STUDY TEXT section start

One of the true pioneer members of Santa Barbara’s now-bustling Urban Wine Trail, Jaffurs Wine Cellars moved into its winery on East Montecito Street near Milpas in 2001 and continued the tradition of making world-class syrah, grenache, and other Rhone varietals and blends that founder Craig Jaffurs began in 1994. This fall will mark Jaffurs’ 20th harvest, and to get the growing season started off right, the winery is hosting a dinner this Saturday, April 6, at the Wine Cask in downtown Santa Barbara.
To get a sense of what to expect, I asked general manager Dave Yates some questions about the wines that they plan to pair with each course, which will be cooked by Wine Cask’s head chef Brandon Hughes.
Appetizer Course: Passed Apps with 2012 Viognier (new release)
Viognier had a hard time taking off because people don’t know how to pronounce it. How does it do now?
Once people learn to say it, they enjoy saying it. Viognier does very well for us. We produced our first viognier in 1996 when there were only a handful of producers in California making one. At that time, the varietal was essentially unknown in the market. The fragrant bouquet of peach blossoms and the tropical fruit flavor makes it easy to fall in love at first sip.
Viognier is one of our most challenging grapes to work with because we walk a fine line between balanced natural acidity and full aromatics and fruit expression. Unfortunately, there are now many fairly inexpensive viogniers on the market that either taste like grapefruit or sweet, syrupy apricot jam.
We used to enjoy turning people on to viognier, but now that most people are already familiar with it, we now like to demonstrate what a fantastic wine it can make when done correctly. Our biggest challenge is overcoming people’s aversion to the inexpensive mass-produced unbalanced viogniers on the market. Once people taste it, they are hooked, and we always sell out of the wine pretty quickly.
First Course: Roasted beets and baby carrots with Humboldt Fog, hazelnut and rose vinaigrette, with a 2012 Grenache Blanc (new release)
When did you start making Grenache Blanc, and why?
In 2006, David Thompson was nice enough to graft some grenache blanc on his existing cabernet franc plants. In 2008, we were able to produce our first vintage.

STUDY TEXT section end

TASK GOAL - Please carry the Jaffurs Wine Cellars interview forward from its final sentence. The rows are separate from the Jaffurs Wine Cellars interview.

DATASET CONTENT section start

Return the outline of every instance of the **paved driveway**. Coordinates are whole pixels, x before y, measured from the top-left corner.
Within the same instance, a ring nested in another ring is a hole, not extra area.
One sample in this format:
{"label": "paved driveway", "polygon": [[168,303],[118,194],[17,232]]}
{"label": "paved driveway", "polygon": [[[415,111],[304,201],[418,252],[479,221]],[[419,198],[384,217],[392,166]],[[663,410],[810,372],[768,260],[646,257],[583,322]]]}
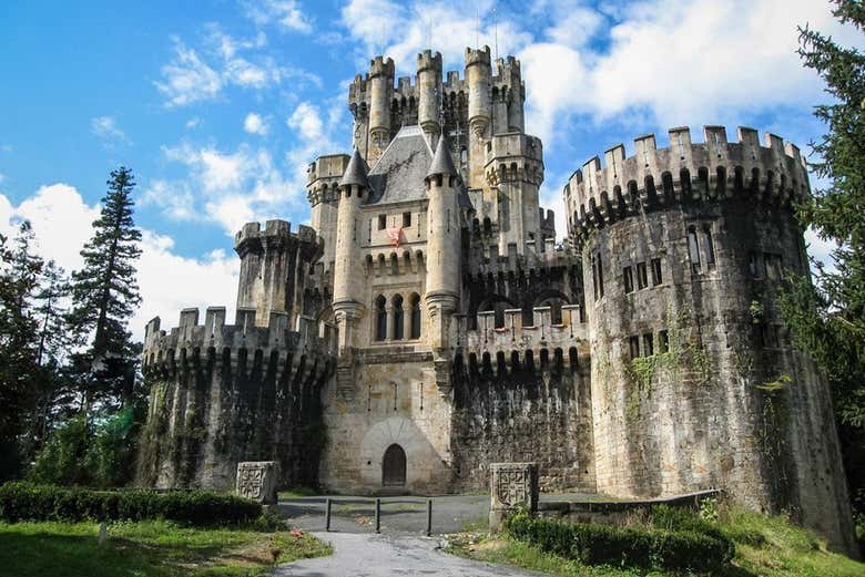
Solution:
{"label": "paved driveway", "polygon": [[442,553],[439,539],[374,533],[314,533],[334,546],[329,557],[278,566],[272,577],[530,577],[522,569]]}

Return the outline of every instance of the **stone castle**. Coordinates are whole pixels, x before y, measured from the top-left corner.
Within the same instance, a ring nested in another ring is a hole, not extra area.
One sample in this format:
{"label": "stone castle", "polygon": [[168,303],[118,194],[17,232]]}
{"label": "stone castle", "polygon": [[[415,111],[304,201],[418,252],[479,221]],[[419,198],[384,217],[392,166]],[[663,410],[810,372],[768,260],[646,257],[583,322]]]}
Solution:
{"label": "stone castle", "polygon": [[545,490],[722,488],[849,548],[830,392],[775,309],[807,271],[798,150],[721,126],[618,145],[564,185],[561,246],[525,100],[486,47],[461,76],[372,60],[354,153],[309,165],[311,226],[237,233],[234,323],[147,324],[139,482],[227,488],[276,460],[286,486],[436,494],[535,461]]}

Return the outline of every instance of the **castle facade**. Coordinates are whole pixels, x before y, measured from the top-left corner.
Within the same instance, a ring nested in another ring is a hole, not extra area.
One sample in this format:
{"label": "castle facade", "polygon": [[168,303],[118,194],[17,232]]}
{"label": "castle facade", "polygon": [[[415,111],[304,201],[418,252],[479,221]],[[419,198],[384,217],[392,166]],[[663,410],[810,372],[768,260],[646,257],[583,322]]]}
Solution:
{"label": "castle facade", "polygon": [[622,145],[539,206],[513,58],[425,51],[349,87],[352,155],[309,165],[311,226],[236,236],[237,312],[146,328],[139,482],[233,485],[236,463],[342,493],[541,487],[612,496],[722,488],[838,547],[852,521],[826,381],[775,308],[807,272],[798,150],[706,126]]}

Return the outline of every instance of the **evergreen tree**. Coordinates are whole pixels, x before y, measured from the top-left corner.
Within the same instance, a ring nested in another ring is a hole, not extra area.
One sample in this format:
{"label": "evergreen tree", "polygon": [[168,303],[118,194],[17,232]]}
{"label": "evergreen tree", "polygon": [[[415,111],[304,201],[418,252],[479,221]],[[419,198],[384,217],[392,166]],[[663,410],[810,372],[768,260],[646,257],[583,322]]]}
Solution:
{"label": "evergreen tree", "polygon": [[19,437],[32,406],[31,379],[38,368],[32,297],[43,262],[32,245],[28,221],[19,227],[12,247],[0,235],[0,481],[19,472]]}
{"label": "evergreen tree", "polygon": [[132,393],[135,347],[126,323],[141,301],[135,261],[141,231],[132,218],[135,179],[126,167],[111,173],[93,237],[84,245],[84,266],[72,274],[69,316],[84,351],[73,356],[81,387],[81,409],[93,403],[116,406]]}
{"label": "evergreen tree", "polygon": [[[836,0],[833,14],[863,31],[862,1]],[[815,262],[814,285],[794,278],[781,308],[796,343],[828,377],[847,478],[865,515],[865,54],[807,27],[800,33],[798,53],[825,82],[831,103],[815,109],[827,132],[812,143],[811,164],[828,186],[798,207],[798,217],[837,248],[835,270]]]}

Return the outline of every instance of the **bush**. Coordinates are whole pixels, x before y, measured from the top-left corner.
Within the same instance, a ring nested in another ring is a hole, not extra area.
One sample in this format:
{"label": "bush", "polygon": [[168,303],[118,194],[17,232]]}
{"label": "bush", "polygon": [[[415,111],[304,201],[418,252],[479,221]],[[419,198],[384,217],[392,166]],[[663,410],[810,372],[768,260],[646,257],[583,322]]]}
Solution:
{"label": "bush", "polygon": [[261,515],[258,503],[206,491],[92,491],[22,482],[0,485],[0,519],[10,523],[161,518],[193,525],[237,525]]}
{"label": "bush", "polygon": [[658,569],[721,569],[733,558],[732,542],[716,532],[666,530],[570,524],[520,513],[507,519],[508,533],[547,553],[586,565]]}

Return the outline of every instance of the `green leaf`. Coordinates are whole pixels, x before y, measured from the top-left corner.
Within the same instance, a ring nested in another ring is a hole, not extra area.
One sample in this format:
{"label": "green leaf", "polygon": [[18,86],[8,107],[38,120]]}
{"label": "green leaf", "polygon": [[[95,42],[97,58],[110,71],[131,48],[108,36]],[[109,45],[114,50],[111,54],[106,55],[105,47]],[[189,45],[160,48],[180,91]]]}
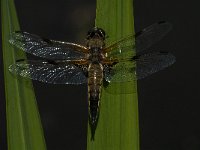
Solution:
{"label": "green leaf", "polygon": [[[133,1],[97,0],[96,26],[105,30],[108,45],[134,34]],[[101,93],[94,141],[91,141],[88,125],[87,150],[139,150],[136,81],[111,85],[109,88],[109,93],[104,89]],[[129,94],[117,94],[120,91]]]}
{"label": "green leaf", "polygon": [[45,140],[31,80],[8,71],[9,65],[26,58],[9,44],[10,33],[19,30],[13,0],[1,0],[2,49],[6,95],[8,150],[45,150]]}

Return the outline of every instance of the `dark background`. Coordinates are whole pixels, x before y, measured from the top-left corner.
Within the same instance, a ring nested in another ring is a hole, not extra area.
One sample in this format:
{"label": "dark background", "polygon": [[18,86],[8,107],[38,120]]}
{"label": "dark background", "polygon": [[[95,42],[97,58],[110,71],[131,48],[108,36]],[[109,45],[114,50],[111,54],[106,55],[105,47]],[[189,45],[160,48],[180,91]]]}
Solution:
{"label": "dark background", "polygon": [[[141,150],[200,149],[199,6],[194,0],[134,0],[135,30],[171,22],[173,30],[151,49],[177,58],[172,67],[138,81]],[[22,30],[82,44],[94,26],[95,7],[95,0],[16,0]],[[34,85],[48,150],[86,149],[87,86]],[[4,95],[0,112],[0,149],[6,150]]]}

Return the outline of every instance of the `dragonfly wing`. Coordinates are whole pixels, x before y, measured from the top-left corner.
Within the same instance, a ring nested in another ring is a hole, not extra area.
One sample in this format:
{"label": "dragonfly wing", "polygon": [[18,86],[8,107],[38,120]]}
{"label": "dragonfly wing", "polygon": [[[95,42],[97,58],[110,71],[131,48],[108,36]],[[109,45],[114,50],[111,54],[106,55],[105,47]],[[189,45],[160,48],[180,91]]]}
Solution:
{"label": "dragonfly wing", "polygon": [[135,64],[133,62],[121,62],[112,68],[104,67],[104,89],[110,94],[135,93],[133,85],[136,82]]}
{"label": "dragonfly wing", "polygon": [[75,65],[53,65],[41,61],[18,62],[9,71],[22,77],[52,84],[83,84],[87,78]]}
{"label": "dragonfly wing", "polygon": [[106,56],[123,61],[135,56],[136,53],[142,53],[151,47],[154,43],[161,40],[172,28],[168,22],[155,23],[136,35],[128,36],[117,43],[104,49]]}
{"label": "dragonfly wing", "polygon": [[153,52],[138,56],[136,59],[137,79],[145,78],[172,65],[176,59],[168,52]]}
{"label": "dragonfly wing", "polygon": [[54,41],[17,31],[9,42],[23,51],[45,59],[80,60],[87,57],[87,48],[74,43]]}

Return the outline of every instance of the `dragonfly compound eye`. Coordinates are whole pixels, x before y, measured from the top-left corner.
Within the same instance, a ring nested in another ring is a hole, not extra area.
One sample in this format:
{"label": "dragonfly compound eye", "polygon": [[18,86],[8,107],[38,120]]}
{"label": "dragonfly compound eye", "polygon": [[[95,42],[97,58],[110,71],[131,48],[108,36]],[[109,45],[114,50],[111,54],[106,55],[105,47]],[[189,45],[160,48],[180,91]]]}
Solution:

DATASET CONTENT section end

TASK ANSWER -
We became fans of the varietal after drinking some nice bottles from Spain, the southern Rhône, and local producers like Curran and Beckman. We were looking for another white varietal to complement our viognier and roussanne wines. The grenache blanc has a fantastic fruit profile with stone fruit, pear, and citrus zest. It is a full-bodied wine so we like to ferment most of it in stainless steel barrels to maintain the acidity and keep it light in the mouth.
Second Course: Roasted quail with chestnut, blackberry, and wild arugula, with 2009 Grenache (last of vintage)
Grenache seems to be a grape that can be done in many styles, from light and juicy to deep and brooding. Where does this one fit on that scale, and why did you do it that way?
We have produced quite a few styles of grenache, ranging from ripe and full bodied to light and spicy. We have experimented with anywhere from zero percent to 66 percent whole cluster fermentation, nine month to two year barrel aging, and blending in various amounts of syrah. Grenache is one of our favorite varietals because of its diversity and adaptability. Our 2009 Grenache is full bodied and fairly dark and has a fantastic red berry fruit profile. It should be the perfect match for the quail.
Main Course Duo: Waygu New York strip, beef bacon hash, broccolini, red wine reduction; and
lamb chops, golden raisins, heirloom beans, dandelion greens, and sauce pecarini; with 2009 Syrah, Amplelos Vineyard (library selection) and 2009 Syrah, Verna’s Vineyard (library selection)
How would you describe the difference between these two syrahs? Which goes with beef? Which goes with the lamb? And why?
The Ampelos Syrah has great minerality, bright dark fruit, and pepper. The Verna’s Vineyard Syrah was partially fermented with whole clusters that add a Provencal spice and add make the wine very smooth on the palate.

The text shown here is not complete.